**WRITTEN TASK**. Please rescale the entries between the lines holding "[locate] open mouth" and "<point>228,107</point>", inclusive, by writing out every one of those lines again with each answer coordinate multiplied by 1.4 and rounded to a whole number, halves going up. Leave the sample coordinates after "each like" unchanged, and give only these lines.

**DATA TO USE**.

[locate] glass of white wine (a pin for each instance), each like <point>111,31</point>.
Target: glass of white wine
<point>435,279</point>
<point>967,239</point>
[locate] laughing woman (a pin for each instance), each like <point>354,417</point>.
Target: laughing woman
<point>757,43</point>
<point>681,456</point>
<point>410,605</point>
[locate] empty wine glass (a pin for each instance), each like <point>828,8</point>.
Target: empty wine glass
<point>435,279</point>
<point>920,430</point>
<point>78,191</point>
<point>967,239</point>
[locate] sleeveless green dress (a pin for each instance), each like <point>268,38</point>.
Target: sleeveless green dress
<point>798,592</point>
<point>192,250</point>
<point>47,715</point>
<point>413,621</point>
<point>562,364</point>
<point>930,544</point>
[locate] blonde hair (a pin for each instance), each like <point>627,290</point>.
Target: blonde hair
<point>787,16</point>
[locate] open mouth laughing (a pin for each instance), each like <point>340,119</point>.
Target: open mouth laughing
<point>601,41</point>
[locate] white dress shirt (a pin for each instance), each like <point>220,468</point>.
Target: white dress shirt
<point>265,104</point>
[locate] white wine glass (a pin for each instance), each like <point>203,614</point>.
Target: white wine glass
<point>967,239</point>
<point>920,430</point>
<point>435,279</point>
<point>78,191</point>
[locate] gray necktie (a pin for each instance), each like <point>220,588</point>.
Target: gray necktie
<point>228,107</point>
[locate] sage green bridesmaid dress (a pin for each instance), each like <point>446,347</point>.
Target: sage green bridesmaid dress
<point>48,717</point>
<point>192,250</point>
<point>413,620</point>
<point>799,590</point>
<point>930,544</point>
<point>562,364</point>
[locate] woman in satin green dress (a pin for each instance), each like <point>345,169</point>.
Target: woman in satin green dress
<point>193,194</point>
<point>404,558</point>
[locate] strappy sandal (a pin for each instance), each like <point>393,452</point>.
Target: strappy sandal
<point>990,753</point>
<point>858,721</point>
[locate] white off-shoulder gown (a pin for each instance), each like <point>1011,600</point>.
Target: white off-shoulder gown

**ANSWER TO THIS PROBLEM**.
[locate] open mouth laughing (a pin for each instance), each like <point>340,119</point>.
Target: open mouth laughing
<point>841,57</point>
[locate] white dress shirt (a pin for each instance), each like <point>220,468</point>.
Target: white dress shirt
<point>371,146</point>
[locate] white wine glass (a pin for each instance), each like <point>203,614</point>.
Target: white wine glass
<point>1354,335</point>
<point>1288,602</point>
<point>609,391</point>
<point>109,267</point>
[locate] gray necktie (a pin for each instance), each like <point>220,588</point>.
Target: gray necktie
<point>319,150</point>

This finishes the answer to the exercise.